What to work on: Report, word for word, every line of the material that contains "cloud".

Extracted records:
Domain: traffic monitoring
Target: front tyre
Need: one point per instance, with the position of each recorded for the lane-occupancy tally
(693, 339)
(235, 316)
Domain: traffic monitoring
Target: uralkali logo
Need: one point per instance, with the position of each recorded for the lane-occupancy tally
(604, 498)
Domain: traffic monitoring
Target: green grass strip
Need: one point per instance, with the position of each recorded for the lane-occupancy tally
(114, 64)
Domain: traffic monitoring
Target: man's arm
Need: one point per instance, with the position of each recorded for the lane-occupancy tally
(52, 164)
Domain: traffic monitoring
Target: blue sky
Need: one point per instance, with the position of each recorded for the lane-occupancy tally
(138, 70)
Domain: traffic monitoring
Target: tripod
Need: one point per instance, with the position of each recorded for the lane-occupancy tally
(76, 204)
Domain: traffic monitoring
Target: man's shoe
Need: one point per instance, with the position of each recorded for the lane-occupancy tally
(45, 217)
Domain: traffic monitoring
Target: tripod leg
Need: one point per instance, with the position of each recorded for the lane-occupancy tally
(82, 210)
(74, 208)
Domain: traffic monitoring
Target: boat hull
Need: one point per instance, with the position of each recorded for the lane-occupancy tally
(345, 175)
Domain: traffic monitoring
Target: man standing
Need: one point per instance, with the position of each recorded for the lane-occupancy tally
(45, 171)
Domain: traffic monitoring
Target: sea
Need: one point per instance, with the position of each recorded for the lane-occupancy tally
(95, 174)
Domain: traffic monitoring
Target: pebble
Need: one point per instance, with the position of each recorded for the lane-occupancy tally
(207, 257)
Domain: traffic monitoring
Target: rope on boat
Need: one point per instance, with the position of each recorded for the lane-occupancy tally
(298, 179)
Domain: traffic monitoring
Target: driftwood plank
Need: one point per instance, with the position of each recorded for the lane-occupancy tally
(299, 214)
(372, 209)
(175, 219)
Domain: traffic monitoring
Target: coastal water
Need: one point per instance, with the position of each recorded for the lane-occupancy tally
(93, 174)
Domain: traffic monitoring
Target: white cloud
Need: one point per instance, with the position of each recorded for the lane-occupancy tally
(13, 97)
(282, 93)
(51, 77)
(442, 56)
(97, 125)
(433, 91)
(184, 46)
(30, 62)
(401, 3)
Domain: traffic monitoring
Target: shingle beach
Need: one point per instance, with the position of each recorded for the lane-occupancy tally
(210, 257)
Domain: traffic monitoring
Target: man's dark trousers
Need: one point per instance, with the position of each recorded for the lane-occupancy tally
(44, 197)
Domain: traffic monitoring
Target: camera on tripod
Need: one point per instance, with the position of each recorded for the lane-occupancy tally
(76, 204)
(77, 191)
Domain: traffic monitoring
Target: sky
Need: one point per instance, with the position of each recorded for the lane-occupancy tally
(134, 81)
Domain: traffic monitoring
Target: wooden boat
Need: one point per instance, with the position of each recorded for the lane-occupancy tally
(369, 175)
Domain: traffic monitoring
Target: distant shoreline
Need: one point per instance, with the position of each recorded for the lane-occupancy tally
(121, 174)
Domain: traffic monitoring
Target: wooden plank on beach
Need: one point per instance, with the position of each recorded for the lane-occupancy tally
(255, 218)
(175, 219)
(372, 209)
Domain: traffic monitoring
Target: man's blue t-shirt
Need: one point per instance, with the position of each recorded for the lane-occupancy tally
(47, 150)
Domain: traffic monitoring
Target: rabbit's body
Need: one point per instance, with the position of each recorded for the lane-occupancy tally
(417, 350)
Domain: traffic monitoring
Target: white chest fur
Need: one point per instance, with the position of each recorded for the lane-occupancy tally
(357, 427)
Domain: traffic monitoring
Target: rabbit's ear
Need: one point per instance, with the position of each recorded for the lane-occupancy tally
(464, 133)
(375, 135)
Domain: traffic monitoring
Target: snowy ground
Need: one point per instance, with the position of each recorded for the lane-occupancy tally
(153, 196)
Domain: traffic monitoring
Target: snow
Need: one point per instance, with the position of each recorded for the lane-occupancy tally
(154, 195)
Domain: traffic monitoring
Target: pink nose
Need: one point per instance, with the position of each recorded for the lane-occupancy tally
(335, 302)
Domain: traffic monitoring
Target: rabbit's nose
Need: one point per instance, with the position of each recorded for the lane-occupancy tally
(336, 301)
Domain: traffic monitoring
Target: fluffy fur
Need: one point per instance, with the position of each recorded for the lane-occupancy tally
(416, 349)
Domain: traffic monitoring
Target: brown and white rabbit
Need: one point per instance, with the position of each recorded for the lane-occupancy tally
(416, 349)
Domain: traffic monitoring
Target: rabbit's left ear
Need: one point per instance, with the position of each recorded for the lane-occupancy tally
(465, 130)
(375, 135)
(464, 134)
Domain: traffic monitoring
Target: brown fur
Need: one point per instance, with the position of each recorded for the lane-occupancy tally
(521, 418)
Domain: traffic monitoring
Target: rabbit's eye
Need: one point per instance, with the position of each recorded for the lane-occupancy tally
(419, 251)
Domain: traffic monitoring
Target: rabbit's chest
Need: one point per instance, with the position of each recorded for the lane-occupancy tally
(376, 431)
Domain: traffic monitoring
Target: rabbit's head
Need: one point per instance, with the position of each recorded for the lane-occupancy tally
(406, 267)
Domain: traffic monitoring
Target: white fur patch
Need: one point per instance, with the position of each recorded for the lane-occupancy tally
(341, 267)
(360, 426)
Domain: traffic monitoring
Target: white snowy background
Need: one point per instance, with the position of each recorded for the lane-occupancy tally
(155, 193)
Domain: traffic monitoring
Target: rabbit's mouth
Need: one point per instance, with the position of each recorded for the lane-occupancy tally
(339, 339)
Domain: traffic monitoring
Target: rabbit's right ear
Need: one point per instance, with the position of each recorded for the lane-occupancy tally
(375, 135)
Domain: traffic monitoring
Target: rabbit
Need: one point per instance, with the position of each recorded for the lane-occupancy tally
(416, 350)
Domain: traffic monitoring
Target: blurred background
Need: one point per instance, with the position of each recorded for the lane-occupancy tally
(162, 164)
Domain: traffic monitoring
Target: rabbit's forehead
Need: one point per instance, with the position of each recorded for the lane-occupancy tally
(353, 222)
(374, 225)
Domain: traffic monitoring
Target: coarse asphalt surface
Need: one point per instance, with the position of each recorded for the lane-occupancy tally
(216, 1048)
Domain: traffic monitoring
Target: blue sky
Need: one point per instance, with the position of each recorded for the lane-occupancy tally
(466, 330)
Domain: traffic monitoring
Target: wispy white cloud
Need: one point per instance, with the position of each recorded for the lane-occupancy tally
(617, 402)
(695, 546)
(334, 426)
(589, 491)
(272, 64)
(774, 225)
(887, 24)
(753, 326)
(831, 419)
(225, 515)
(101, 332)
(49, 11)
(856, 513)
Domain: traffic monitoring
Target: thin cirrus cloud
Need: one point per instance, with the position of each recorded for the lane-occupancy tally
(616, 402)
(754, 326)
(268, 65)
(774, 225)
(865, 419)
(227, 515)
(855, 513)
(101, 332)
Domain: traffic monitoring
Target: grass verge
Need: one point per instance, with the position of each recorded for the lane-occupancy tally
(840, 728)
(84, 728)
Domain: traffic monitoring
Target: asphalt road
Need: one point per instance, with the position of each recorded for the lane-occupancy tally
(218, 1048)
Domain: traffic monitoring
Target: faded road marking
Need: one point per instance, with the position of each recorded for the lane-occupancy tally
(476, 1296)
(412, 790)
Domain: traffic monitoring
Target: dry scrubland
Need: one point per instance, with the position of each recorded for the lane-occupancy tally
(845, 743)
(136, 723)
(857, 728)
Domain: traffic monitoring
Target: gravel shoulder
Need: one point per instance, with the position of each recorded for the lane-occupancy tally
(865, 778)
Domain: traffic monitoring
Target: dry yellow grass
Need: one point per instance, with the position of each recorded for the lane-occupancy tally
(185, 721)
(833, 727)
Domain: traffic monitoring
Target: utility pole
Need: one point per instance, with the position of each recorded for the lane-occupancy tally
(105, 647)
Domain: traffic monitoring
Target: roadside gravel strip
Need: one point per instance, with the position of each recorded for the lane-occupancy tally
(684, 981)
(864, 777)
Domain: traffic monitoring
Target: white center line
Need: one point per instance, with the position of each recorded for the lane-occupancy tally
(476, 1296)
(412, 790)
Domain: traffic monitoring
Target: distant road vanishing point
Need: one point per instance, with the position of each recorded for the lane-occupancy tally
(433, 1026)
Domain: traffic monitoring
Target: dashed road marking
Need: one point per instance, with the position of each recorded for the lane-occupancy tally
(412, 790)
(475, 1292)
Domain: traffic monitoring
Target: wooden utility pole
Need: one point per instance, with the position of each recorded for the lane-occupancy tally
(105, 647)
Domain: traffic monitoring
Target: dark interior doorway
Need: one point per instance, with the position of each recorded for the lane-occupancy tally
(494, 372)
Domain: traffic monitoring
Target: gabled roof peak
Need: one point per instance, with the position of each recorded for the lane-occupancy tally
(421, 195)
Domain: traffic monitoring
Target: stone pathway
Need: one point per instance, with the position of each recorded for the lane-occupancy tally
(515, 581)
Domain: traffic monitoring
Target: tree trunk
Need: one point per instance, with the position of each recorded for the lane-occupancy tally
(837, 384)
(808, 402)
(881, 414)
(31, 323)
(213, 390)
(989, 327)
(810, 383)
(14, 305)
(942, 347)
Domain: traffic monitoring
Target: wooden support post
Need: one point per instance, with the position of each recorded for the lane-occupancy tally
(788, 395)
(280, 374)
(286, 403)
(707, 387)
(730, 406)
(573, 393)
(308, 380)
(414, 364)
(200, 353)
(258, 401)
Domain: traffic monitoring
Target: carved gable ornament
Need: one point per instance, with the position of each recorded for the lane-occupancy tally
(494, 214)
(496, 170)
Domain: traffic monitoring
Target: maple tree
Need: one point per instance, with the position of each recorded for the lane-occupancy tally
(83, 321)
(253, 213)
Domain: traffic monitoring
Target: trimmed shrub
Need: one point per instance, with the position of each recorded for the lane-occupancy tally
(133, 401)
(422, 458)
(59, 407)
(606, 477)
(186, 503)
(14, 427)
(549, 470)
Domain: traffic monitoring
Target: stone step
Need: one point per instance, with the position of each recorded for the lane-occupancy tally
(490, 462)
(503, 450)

Task output:
Target: white cloud
Target: wispy white cloud
Target: thin cirrus cloud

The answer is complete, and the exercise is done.